> _Stated goal_
Starting with the line that contains "In this practice step, locate the police" and going on through the end of the records, copy the lines again, changing "recording device" to "voice recorder" and leaving everything else as it is.

* BEGIN Data provided *

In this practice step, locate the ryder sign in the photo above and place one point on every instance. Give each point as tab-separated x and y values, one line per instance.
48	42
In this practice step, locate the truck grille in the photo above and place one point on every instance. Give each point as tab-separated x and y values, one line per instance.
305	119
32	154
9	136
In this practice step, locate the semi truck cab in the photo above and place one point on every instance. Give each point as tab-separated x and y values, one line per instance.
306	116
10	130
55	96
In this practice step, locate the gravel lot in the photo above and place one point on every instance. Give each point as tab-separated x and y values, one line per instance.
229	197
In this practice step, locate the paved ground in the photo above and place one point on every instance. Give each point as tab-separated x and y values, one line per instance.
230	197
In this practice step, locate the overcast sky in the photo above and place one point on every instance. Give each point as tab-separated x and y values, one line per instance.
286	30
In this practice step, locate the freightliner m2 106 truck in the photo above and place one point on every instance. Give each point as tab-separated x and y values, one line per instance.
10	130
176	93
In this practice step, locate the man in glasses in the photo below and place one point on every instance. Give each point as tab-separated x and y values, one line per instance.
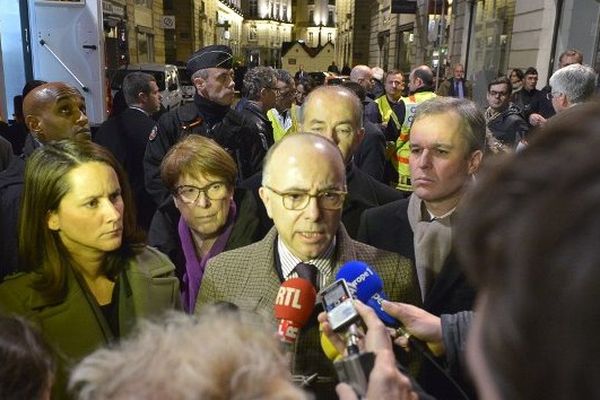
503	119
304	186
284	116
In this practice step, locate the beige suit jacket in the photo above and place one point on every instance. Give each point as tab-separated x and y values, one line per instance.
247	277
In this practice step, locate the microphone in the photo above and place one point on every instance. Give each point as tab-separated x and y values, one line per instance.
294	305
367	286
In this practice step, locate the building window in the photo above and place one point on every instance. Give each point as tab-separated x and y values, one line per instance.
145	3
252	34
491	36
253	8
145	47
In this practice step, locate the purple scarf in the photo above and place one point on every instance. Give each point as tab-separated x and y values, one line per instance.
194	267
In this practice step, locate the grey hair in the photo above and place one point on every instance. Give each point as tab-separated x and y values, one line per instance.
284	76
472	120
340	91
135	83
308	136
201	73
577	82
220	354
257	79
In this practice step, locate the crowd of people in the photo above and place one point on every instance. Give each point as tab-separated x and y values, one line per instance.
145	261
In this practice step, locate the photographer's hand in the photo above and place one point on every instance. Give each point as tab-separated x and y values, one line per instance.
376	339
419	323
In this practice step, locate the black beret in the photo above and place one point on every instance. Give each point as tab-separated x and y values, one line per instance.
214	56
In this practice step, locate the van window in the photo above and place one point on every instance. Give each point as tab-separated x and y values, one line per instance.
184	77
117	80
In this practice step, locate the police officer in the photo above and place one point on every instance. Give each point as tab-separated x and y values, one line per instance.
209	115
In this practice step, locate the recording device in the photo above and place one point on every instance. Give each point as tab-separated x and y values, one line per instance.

* END Data provided *

> _Response for this exercise_
In this practice step, locate the police officer in the photo above and place one point on every instance. Give each point as tab-separated x and y values, one line per instance.
209	115
In this practice step, locate the voice recorder in the photo above and place one point on every instance. Give each point as tab-separated x and y values, one line per instance.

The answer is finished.